■ PROBLEM DETAILS: Pictures must be dropped from the copy of the entries below; all else is returned exactly.

### RAW DATA

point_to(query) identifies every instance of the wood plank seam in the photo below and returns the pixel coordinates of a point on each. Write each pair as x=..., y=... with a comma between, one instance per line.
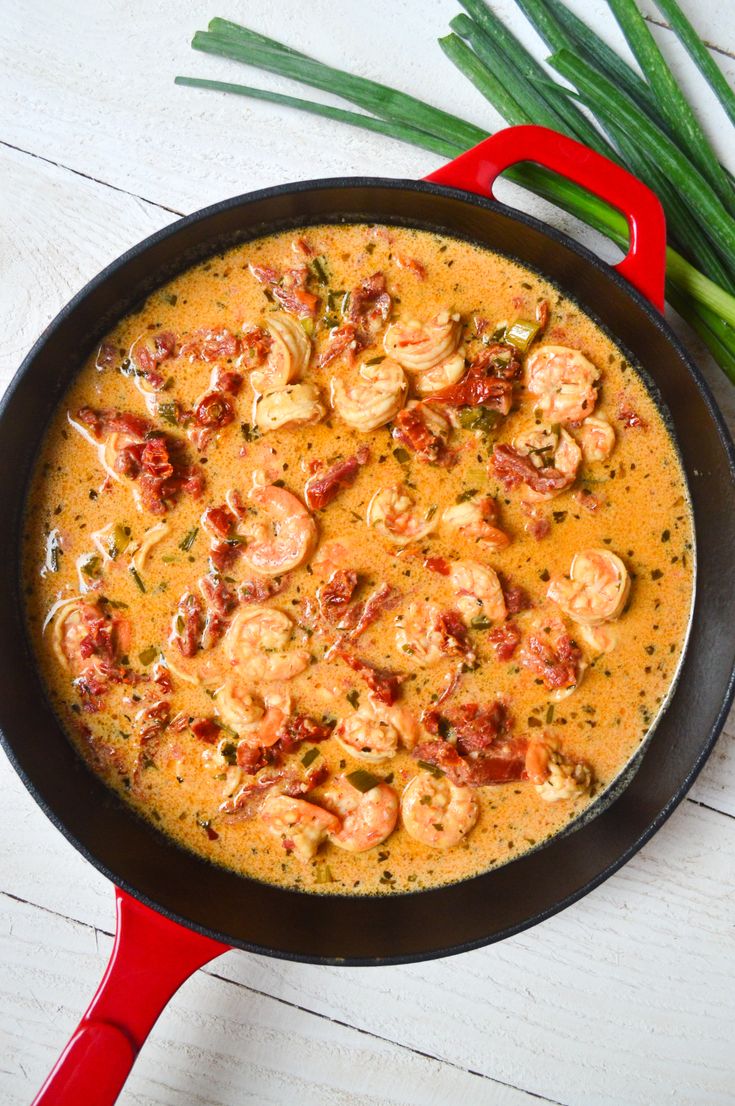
x=86, y=176
x=304, y=1010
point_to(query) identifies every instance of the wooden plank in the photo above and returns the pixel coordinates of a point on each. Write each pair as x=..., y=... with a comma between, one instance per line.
x=90, y=87
x=49, y=252
x=217, y=1043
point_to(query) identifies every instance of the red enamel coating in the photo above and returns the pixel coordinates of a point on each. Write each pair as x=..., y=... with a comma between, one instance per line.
x=644, y=263
x=150, y=959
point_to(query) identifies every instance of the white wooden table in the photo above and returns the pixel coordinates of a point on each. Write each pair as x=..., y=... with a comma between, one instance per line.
x=629, y=995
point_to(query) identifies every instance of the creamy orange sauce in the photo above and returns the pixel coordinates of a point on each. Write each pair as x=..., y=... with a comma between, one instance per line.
x=180, y=781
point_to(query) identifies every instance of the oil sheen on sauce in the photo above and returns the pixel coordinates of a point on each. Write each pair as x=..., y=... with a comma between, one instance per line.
x=632, y=503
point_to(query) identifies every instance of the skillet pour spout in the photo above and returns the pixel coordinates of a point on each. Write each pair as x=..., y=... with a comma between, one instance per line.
x=176, y=911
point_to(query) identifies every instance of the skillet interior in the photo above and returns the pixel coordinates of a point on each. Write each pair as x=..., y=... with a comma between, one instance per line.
x=447, y=919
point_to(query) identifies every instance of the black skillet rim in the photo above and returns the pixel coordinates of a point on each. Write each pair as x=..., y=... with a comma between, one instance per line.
x=653, y=315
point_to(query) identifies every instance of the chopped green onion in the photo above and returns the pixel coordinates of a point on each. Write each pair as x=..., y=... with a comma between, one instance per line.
x=433, y=769
x=136, y=577
x=318, y=267
x=119, y=541
x=53, y=551
x=363, y=781
x=91, y=566
x=310, y=757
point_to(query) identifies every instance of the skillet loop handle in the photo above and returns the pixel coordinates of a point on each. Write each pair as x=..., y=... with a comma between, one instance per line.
x=644, y=263
x=150, y=959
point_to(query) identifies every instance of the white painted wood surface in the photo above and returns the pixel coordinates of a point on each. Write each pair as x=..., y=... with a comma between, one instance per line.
x=628, y=997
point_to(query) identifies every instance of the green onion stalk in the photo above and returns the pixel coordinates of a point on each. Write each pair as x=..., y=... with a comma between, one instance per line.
x=633, y=123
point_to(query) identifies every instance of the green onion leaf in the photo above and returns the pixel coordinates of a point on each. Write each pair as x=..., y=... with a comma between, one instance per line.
x=136, y=577
x=433, y=769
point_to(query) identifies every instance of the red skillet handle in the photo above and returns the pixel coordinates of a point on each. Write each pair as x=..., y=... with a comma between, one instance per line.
x=150, y=959
x=646, y=261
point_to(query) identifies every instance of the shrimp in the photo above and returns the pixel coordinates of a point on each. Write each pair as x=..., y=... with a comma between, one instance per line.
x=421, y=346
x=554, y=774
x=374, y=399
x=596, y=590
x=298, y=404
x=150, y=539
x=284, y=539
x=476, y=520
x=286, y=358
x=368, y=733
x=597, y=438
x=564, y=381
x=69, y=621
x=331, y=557
x=547, y=448
x=479, y=593
x=426, y=634
x=258, y=722
x=437, y=812
x=442, y=375
x=109, y=449
x=256, y=644
x=367, y=817
x=300, y=825
x=599, y=639
x=392, y=513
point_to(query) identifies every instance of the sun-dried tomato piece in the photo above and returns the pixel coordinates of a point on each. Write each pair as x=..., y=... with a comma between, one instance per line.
x=513, y=468
x=335, y=595
x=505, y=639
x=213, y=409
x=412, y=430
x=324, y=486
x=188, y=624
x=211, y=345
x=369, y=305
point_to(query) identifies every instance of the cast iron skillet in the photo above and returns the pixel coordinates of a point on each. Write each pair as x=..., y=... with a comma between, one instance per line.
x=154, y=952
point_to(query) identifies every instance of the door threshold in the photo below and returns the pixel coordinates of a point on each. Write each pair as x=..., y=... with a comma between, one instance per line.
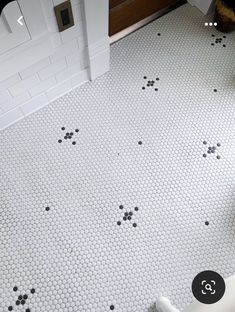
x=125, y=32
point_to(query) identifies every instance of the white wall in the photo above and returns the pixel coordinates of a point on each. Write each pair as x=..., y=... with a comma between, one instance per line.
x=80, y=53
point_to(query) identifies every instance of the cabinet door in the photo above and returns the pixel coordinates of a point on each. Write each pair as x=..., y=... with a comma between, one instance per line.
x=12, y=33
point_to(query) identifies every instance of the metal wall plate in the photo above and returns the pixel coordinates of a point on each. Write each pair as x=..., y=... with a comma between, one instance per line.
x=64, y=15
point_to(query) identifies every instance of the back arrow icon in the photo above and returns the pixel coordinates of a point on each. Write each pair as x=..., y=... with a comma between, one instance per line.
x=20, y=20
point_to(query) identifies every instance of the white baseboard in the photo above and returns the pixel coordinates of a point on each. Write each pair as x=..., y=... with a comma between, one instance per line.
x=99, y=58
x=43, y=99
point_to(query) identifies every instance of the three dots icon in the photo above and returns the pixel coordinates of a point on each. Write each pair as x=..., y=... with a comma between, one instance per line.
x=211, y=24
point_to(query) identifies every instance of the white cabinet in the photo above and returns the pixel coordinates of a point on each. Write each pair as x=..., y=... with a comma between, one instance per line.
x=12, y=32
x=23, y=45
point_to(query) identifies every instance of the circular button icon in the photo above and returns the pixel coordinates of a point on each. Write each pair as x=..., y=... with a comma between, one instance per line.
x=208, y=287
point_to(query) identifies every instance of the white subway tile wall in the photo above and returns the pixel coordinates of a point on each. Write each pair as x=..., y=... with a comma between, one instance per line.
x=37, y=85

######

■ YOUR SOLUTION:
point_to(query) identifies every instance of the wood plank seam in the photo below and returns the pixel coordinates of a point on each. Write each pair as x=..., y=... with a comma between, one instance per line.
x=86, y=176
x=304, y=1010
point_to(query) identifies every instance of the wooden plank in the photo above and returns the pixel coordinates of a point on each. Write each pair as x=..., y=... with a comma between, one instance per line.
x=90, y=87
x=49, y=252
x=217, y=1043
point_to(query) identifies every instance of the red enamel coating in the photo above and returns the pixel coordinates of a point on each. Write each pair as x=..., y=... with a comma between, one instance per line.
x=644, y=263
x=150, y=959
point_to(query) identifies every instance of the white wooden table in the photo above and returns the pixel coordinates of a point on each. Write each pair as x=..., y=... with a comma between, one instance per line.
x=629, y=995
point_to(query) identifies every instance of the creamy orange sauce in the photo above and returns the pixel coordinates of a point on each. Write each pair as x=..., y=... with a comma between, one instance per line.
x=180, y=781
point_to(query) identifies every instance of the oil sheen on sauce in the photo above and returns the pixel coordinates of a point on each. Write each pair as x=..., y=... with a comma between, one instance per line.
x=632, y=503
point_to(query) identifies every instance of the skillet pour spout in the photo above and returns the pixel coordinates of a point on each. Write each pair as x=..., y=... with a comma between, one instance per line.
x=176, y=911
point_to(query) identifies every instance of the skillet interior in the photo above and returns the pixel coordinates of a point on each. Write each pair as x=..., y=... with a comma between, one instance per line.
x=447, y=919
point_to(query) identifies every instance of the black skillet rim in the photo above and returns the pixel coordinates of a point on each. Write each pair as x=..., y=... with a comma between, one instance per line.
x=653, y=315
point_to(query) identifies every instance of the chopped green onion in the photo above and returns the pixel coordinates of a point on each. Write each pair as x=..., y=... with a comma between, one instance per line.
x=433, y=769
x=136, y=577
x=318, y=267
x=119, y=541
x=53, y=551
x=363, y=781
x=91, y=566
x=310, y=757
point_to(query) identifies every instance of the skillet loop handle in the photo above and returns the pixel coordinates of a point on each. Write each pair as x=..., y=... with a comma between, one instance per line.
x=644, y=263
x=150, y=959
point_to(query) identifies every instance of the white painted wood surface in the photo above and returns the pixel coordinates of a point on each. Write each pair as x=..., y=... with a comma between, one instance per line.
x=628, y=997
point_to(query) identifies every instance of the green onion stalk in the photo above and returns the pixel coordinates of a point on each. Write each pair as x=..., y=... with a comma between, one instance per line.
x=633, y=123
point_to(query) identifies every instance of the green onion leaf in the photo above and returns the pixel coordinates of a point on each. Write each pair as x=..., y=... with a comma between, one instance per line.
x=136, y=577
x=433, y=769
point_to(query) identifies every instance of the red skillet handle in the photo above and returns the pixel coordinates of a point on each. Write each pair as x=..., y=... with a comma between, one instance per line.
x=150, y=959
x=646, y=261
point_to(query) identifies every instance of the shrimp in the photo above and returns the pixel coordinates of a point on each. Write each pair as x=..., y=... with a comma between, one instance per line.
x=421, y=346
x=554, y=774
x=374, y=399
x=596, y=590
x=298, y=404
x=150, y=539
x=284, y=539
x=476, y=520
x=286, y=358
x=368, y=733
x=597, y=438
x=564, y=381
x=69, y=621
x=331, y=557
x=547, y=448
x=479, y=593
x=426, y=634
x=258, y=722
x=437, y=812
x=442, y=375
x=109, y=449
x=256, y=644
x=367, y=817
x=300, y=825
x=599, y=639
x=392, y=513
point_to(query) identifies every instance of the sun-dried tomato piece in the photo above and returns the pixel coordinates of a point on each. Write each pair as x=..., y=... with a comma between, one instance per line.
x=513, y=468
x=335, y=595
x=505, y=639
x=213, y=409
x=412, y=430
x=324, y=486
x=188, y=624
x=211, y=345
x=369, y=305
point_to(query) identifies every instance of the cast iron skillet in the photo above and returns the pixel coordinates of a point on each. Write each pair as x=..., y=... with a comma between, one instance per line.
x=154, y=952
point_to(query) identifies every instance of the door threshold in the photo below and returns the pixel coordinates of a point on each. Write each pair as x=..., y=... with a comma between, one instance per line.
x=125, y=32
point_to(query) identifies every instance of the white wall in the photo above and returns the pixel coordinates of a point on each. Write each pair as x=..., y=... with a comma between, one instance per line.
x=80, y=53
point_to(query) identifies every instance of the cabinet door in the photo above and returns the pixel coordinates of a point on each. Write each pair as x=..., y=... with a comma between, one instance per line.
x=12, y=33
point_to(query) identifies every instance of the metal wall plate in the photo above and returns the pixel coordinates of a point on each. Write each pair as x=..., y=... with a comma between, one instance per line.
x=64, y=15
point_to(query) identifies every instance of the back arrow icon in the photo above and returns the pixel coordinates of a point on each. Write each pair as x=..., y=... with a comma between, one instance per line.
x=20, y=20
point_to(query) identifies every instance of the white baseboard in the photo above and returns the pixel coordinates of a point on each. Write each pair as x=..., y=... with a comma between, one instance per line.
x=99, y=58
x=43, y=99
point_to(query) identifies every instance of the three dots icon in the photo above and returns the pixel coordinates of a point on each. Write each pair as x=..., y=... with a comma between, one instance per line.
x=211, y=24
point_to(query) identifies every instance of the white cabinet in the photo above and returns the pixel coordinates of a point on each. Write each pair as x=..., y=... with a comma between, one instance per line.
x=12, y=32
x=23, y=45
point_to(query) identifies every instance of the circular button icon in the photo above and returns the pixel coordinates of a point on each. Write each pair as x=..., y=... with a comma between, one instance per line.
x=208, y=287
point_to(query) identifies every instance of the white subway tile wall in the photo above and returns the pixel coordinates of a point on each. Write each pair as x=..., y=... with a comma between, one instance per line.
x=37, y=85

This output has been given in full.